The 2010 Tax Relief
Act - Is Estate Planning Still Necessary?
The Short answer is yes!
By
now you will have heard a good deal about the Tax
Relief, Unemployment Insurance, and Job Creation Act of
2010 (the 2010 Tax Relief Act or the Act).
The
Tax Relief Act In Summary
The
Tax Relief Act contains a two-year extension of current
income tax rates and other tax relief, a number of
provisions designed to spur business investment,
significant estate tax provisions, and a host of other
tax relief measures. One key takeaway nothing in
this legislation is permanent.
In
this newsletter we will focus on the estate tax relief
provided through the Act.
Surprising
Estate Tax Provisions
The
final provisions of the Act went well beyond most
experts expectations. To briefly summarize the key
elements of estate tax relief:
- Unified
Exemption and
lower rates For 2011 and 2012, the gift tax and
estate tax are unified and an overall $5 million per
person lifetime exemption applies and the marginal
gift and estate tax rate will be 35%.
- Generation
Skipping Transfer Tax (GST)
Exemption also increased to $5 million and the
marginal GST tax rate will be 35% for 2011 and
2012.
- Portability
Any unused exemption of a spouse who dies in 2011 or
2012 can be used by the surviving spouse in addition
to his or her own $5 million exemption.
Previously, any unused exemption was lost.

## WRITTEN PROBLEM 1:
Edit the estate tax article from "Exemption also increased" to "exemption was lost.", putting "forfeited" in place of "lost".
The estate tax article and the pointing entries come from separate, unrelated sources.

Pointing dataset entries:
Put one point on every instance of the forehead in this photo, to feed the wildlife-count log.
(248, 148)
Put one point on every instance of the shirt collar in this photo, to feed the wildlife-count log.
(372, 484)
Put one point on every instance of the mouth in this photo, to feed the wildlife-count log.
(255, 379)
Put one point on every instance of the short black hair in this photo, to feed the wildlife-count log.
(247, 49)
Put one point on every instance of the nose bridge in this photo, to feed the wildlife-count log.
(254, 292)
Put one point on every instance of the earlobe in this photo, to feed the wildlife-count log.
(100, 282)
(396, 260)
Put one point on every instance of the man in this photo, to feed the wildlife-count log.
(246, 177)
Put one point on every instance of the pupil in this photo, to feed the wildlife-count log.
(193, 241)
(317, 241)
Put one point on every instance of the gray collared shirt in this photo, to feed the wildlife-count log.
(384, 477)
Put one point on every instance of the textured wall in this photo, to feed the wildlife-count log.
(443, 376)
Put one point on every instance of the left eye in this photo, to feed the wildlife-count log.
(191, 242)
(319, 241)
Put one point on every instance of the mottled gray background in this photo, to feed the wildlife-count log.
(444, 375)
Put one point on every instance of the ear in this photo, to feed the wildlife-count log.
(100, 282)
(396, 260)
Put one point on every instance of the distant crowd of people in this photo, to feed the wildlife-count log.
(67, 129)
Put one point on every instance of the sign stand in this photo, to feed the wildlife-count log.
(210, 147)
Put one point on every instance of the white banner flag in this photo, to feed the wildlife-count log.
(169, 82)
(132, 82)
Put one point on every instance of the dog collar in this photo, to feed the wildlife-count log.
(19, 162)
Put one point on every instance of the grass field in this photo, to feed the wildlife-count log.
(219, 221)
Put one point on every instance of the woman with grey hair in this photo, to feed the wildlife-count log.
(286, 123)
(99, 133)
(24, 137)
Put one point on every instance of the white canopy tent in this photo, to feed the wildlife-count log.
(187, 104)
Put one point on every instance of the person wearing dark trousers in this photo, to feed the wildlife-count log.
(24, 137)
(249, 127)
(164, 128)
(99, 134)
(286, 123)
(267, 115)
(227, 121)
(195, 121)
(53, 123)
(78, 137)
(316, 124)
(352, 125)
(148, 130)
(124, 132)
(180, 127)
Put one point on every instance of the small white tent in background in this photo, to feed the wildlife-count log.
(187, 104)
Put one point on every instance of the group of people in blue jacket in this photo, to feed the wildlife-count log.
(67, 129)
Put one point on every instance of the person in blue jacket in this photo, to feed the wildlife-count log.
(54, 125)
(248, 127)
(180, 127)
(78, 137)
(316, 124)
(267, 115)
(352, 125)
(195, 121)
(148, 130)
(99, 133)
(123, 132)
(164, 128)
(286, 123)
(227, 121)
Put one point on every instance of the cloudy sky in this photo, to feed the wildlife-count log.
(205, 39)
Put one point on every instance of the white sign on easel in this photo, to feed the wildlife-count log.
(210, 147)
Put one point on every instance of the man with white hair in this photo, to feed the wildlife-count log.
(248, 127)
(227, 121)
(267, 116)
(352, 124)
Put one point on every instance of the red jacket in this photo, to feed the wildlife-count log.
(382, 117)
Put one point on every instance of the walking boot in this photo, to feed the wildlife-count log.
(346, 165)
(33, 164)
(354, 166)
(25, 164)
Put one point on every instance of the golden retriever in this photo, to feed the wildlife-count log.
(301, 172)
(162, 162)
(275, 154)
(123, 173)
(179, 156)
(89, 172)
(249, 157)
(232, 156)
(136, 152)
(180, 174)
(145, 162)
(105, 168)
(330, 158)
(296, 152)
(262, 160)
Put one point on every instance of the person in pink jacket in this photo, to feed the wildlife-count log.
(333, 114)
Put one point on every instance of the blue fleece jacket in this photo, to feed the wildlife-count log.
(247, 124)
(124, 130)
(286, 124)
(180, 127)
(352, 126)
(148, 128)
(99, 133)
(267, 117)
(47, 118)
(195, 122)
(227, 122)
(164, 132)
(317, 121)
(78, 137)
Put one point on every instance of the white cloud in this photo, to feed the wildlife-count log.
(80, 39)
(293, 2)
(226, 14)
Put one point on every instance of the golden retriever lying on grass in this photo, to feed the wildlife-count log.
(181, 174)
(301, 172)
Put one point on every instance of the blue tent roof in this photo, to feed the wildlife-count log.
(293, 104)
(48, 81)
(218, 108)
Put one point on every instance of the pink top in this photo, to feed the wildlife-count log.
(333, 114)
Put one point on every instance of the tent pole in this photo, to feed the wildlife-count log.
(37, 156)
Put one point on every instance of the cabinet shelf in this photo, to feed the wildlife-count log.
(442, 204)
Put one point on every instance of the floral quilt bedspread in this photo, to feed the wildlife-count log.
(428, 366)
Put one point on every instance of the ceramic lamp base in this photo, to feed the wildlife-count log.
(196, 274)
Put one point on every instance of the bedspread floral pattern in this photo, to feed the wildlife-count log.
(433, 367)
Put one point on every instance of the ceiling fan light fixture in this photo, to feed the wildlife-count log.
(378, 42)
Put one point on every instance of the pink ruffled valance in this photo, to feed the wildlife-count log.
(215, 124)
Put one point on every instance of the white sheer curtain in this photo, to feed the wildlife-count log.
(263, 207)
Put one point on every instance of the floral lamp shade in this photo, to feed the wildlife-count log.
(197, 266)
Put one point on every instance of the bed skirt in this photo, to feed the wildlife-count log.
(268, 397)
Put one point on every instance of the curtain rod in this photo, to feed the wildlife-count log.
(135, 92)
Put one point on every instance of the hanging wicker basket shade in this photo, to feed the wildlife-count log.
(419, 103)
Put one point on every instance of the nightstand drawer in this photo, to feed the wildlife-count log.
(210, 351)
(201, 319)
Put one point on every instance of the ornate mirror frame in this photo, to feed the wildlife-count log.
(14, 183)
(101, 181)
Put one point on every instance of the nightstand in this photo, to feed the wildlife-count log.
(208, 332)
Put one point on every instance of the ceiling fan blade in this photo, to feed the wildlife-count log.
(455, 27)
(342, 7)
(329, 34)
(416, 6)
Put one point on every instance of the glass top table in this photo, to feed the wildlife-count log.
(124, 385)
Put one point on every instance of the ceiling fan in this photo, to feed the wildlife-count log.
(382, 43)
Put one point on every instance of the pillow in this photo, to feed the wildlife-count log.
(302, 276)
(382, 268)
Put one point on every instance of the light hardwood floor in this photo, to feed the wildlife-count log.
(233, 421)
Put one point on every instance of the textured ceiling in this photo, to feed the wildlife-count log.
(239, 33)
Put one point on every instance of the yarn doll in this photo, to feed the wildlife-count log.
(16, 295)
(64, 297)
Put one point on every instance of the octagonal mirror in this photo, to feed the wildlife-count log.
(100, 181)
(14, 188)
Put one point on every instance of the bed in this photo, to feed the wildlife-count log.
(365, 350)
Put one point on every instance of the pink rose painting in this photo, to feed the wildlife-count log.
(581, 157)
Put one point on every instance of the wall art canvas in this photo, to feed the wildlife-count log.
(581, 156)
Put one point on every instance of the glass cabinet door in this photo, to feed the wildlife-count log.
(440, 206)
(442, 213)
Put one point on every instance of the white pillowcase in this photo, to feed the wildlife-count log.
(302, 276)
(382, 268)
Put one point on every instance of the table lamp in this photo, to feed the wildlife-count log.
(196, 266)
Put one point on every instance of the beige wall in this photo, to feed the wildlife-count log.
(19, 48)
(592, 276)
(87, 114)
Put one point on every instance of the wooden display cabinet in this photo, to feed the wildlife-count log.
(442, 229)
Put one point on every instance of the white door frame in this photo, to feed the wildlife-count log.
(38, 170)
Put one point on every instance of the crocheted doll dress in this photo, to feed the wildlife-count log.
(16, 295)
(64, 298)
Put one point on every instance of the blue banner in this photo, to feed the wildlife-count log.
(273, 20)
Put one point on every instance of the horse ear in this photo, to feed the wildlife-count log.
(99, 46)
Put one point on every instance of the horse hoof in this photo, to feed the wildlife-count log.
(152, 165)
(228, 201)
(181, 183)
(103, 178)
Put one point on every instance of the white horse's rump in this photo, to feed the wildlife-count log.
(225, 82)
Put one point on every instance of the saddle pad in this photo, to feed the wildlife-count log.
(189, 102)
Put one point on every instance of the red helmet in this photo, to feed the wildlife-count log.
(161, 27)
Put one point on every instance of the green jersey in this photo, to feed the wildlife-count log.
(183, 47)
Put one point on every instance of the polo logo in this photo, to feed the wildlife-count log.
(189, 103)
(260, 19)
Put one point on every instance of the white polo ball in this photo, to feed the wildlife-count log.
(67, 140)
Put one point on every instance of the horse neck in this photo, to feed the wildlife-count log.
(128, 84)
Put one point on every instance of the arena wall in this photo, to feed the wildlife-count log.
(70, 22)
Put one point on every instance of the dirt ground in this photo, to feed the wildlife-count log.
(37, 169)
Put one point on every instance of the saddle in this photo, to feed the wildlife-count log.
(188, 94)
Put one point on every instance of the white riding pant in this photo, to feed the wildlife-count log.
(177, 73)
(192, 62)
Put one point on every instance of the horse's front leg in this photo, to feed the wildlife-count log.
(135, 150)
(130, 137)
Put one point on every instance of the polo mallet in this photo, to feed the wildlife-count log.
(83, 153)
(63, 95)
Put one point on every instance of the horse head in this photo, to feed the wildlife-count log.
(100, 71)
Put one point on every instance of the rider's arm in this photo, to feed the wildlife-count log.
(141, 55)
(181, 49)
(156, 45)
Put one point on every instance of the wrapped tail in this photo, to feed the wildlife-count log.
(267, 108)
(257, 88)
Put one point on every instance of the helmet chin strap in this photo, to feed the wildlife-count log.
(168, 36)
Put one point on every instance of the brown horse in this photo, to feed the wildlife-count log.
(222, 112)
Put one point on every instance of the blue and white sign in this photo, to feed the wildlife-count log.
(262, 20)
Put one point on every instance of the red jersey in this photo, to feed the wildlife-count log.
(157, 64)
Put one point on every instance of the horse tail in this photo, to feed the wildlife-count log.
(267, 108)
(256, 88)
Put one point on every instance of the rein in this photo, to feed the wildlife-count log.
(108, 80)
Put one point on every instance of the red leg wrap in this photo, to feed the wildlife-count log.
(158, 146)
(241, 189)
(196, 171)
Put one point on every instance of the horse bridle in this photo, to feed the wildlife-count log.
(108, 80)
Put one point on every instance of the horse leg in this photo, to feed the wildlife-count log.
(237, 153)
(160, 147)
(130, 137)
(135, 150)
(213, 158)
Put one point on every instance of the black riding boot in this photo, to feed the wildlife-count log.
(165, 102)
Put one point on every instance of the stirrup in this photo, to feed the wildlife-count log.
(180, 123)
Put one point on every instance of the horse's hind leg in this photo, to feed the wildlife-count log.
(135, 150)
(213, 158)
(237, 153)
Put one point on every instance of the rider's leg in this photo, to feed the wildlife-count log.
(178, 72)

## WRITTEN PROBLEM 2:
Rewrite the pointing entries from the line with "Put one point on every instance of the horse's hind" through the last entry as a two-column CSV with the columns text and answer, one row per entry. Put each field in quotes and turn its line breaks into spaces.

## RESULT 1:
Exemption also increased to $5 million and the
marginal GST tax rate will be 35% for 2011 and
2012.
- Portability
Any unused exemption of a spouse who dies in 2011 or
2012 can be used by the surviving spouse in addition
to his or her own $5 million exemption.
Previously, any unused exemption was forfeited.

## RESULT 2:
text,answer
"Put one point on every instance of the horse's hind leg in this photo, to feed the wildlife-count log.","(135, 150) (213, 158) (237, 153)"
"Put one point on every instance of the rider's leg in this photo, to feed the wildlife-count log.","(178, 72)"